**What you are asked to do**
Update the data below so that every "bounding boxes" becomes "enclosing rectangles". Keep all other text the same.

(Data records)
⁂

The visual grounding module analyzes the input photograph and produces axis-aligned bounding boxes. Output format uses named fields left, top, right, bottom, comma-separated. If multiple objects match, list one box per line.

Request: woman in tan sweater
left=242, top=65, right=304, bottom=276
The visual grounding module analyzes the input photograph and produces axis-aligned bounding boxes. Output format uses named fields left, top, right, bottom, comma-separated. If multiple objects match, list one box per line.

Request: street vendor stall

⁂

**Output for this exercise**
The visual grounding module analyzes the input photograph and produces axis-aligned enclosing rectangles. Output format uses named fields left, top, right, bottom, comma-separated. If multiple objects match, list one box per line.

Request: woman in tan sweater
left=242, top=65, right=304, bottom=276
The visual grounding module analyzes the input photograph and produces axis-aligned enclosing rectangles. Output format uses named fields left, top, right, bottom, comma-separated. If multiple objects match, list one box per line.

Request: street vendor stall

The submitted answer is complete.